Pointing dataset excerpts

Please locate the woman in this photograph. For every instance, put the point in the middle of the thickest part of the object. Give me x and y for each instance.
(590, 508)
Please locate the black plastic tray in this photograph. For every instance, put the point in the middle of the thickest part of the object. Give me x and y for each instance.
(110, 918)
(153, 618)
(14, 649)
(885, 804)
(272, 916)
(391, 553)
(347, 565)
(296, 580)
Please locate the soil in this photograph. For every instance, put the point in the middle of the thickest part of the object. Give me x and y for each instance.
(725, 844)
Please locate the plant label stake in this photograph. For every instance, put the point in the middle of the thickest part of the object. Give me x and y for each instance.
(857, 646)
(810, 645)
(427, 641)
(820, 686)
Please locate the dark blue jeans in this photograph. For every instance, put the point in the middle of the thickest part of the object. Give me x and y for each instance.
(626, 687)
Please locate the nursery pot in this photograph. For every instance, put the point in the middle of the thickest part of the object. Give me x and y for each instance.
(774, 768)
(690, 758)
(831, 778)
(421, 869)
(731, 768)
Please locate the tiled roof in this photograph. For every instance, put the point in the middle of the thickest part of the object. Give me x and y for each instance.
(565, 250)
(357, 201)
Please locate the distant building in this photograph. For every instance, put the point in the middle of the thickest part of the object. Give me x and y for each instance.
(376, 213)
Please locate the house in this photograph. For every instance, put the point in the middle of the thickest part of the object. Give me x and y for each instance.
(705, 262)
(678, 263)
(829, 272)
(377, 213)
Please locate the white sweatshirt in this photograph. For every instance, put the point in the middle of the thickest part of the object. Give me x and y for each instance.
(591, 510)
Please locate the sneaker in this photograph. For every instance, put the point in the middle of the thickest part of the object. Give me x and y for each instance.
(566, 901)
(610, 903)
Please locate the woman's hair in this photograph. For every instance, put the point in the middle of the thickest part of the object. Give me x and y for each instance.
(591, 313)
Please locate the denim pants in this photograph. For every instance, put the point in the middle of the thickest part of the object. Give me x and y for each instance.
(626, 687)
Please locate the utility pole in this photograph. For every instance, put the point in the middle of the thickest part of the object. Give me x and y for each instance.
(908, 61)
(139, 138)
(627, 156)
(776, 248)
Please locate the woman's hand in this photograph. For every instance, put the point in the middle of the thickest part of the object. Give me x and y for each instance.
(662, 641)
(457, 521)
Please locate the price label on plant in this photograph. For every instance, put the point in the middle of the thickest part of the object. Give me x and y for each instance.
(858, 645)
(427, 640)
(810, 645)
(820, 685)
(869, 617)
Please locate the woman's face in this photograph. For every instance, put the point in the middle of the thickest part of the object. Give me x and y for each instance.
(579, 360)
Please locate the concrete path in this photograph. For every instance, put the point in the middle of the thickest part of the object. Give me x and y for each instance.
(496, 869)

WHAT YOU WILL DO: Repeat each record exactly. Omit nothing.

COMPLETED EXERCISE:
Please locate the woman in this photograph. For every instance, put the point in the middle of the thickest part of the object. Give me x and y for each instance.
(590, 508)
Please locate the black plastic tray in this photograph. For every instance, put the point in the middle of the thickest part of the object. Give me x and y for each instance.
(110, 918)
(153, 618)
(14, 649)
(885, 804)
(272, 916)
(391, 553)
(347, 565)
(296, 580)
Please locate the soil in this photograph. For every instance, put the point in the middle of the thickest part of the object. Give me x and y for each instance.
(725, 844)
Please locate the plant label stake in this photograph. For every instance, put the point in the middle of the thickest part of the object. Give me x and y for each instance.
(857, 646)
(810, 645)
(427, 641)
(820, 686)
Please locate the dark blue jeans in this photograph. For every instance, put the point in the middle of the thickest part of the object. Give me x and y for each instance.
(626, 687)
Please locate the nursery pot in this photograph. For every instance, put the point in the middle of the thickest part of the object. Give me x and y for each instance.
(774, 768)
(690, 758)
(831, 778)
(421, 869)
(731, 768)
Please locate the tiled roof in this photograph. For every instance, put the point in the middle of the thickest part of the object. Give me x and y for each instance.
(565, 250)
(357, 201)
Please locate the distant building in this photograph. For every instance, put the point in the middle of the thickest part of the object. Give me x and y for each instance.
(376, 213)
Please locate the house in this photograph. For every instance, put the point in the middle of the thickest part of the object. Give me x and y for each instance.
(705, 262)
(678, 263)
(829, 272)
(377, 213)
Please locate the white sweatshirt in this photograph. For every instance, put the point in the middle of the thickest part of the object. Give me x and y for each instance.
(591, 510)
Please locate the sneaker in this photograph. For every instance, put the point in the middle of the thickest part of the object. Give me x and y for each instance.
(566, 901)
(610, 903)
Please locate the woman's hair in this photograph. For every instance, put the point in the middle of the thickest part of the object. Give me x and y for each instance.
(591, 313)
Please locate the denim pants in this photograph. For every instance, put the point in the middle of the thickest part of the object. Give me x and y for each instance.
(626, 687)
Please locate the utility pole in this photograph. For every instance, put the point in the middle of the thickest part of the object. Give me x and y for each instance.
(908, 61)
(139, 138)
(627, 156)
(776, 248)
Please locate the woman's hand in this photograph. For every instance, put the point in the middle of the thickest part of the object. Give me x and y for each instance.
(662, 641)
(457, 521)
Please locate the price label on plant in this photograph. For every instance, put the point in the middle of the thickest part of the object. Give me x and y for each instance.
(858, 645)
(427, 640)
(810, 645)
(820, 685)
(869, 617)
Please locate the woman's face in this photograph. For every instance, put the point in the middle of the thickest part of the object. Give me x and y for each instance.
(579, 360)
Please locate the concrete path in this photograph. For every instance, put the point in the middle of the thickest part of the object. Give me x and y for each instance.
(496, 869)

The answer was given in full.